# TO DO
Copy, unchanged, the lines from the one containing "camera</item>. One instance may span several separate parts." through the one containing "M 306 165 L". Include both of those lines.

[Items from a dataset]
┌────────

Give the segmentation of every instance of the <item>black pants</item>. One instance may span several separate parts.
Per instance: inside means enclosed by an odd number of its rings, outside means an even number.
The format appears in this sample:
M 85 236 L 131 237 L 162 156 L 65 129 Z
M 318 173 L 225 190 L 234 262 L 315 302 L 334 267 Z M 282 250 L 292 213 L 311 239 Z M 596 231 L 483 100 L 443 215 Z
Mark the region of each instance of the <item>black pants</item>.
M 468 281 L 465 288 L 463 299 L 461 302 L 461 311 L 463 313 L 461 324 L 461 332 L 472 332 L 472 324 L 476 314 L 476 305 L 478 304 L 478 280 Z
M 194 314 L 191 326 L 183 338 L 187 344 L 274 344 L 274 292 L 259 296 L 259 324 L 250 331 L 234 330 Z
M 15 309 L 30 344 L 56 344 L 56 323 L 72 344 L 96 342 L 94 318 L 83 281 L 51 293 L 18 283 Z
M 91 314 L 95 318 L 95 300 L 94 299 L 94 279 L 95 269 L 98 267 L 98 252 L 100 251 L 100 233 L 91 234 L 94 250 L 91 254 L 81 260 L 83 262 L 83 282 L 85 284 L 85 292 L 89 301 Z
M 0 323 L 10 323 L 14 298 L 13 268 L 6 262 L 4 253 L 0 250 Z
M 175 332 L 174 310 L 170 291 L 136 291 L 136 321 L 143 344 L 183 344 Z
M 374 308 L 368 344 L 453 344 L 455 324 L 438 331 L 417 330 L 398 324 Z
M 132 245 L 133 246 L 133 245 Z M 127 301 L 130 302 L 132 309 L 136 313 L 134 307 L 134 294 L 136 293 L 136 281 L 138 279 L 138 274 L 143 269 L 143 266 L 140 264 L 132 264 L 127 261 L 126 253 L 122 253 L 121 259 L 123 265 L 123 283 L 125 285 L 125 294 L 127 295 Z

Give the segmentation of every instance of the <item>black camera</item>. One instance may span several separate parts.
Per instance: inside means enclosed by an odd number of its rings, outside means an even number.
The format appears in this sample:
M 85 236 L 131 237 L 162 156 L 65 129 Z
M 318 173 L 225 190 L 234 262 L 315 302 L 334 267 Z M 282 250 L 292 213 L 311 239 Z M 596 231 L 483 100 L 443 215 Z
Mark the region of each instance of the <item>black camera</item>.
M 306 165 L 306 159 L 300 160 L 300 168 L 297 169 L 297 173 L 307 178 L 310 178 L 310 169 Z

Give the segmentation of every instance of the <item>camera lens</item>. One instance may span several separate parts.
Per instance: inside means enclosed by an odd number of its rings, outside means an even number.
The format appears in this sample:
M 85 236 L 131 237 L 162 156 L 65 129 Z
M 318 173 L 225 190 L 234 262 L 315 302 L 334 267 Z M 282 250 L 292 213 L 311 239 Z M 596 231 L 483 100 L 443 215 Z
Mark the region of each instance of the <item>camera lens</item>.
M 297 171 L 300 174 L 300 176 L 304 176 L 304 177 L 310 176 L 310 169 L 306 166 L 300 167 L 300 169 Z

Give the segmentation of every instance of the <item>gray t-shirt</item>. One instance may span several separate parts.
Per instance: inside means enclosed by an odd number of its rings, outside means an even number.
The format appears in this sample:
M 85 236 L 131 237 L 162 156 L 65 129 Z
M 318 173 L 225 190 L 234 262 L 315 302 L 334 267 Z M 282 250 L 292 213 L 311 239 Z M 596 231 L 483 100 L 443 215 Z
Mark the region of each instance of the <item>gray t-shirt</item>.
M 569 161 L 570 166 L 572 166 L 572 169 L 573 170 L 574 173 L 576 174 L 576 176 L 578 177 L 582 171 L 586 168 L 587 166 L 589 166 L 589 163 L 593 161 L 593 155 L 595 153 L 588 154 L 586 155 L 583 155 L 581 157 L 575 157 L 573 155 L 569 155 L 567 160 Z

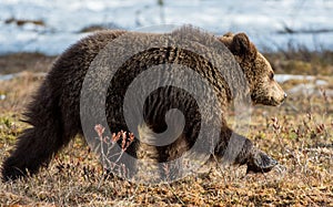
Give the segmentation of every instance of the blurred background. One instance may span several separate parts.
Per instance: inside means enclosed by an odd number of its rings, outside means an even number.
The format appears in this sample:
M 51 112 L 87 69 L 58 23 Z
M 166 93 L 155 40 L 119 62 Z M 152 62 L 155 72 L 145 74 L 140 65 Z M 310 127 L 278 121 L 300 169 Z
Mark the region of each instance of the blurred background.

└────────

# SOLUTION
Give the segmentation of every instance of the <item>black camera</item>. One instance may span several separate parts.
Per instance: inside means enclosed by an odd number of its rings, outside means an even number.
The format appears in this sample:
M 85 236 L 131 237 L 162 156 L 65 129 Z
M 318 173 L 225 190 L 234 262 L 315 302 L 334 267 Z M 282 250 L 292 213 L 311 239 Z M 596 231 L 483 100 L 443 215 Z
Mark the region of each instance of the <item>black camera</item>.
M 306 165 L 306 159 L 300 160 L 300 168 L 297 169 L 297 173 L 307 178 L 310 178 L 310 169 Z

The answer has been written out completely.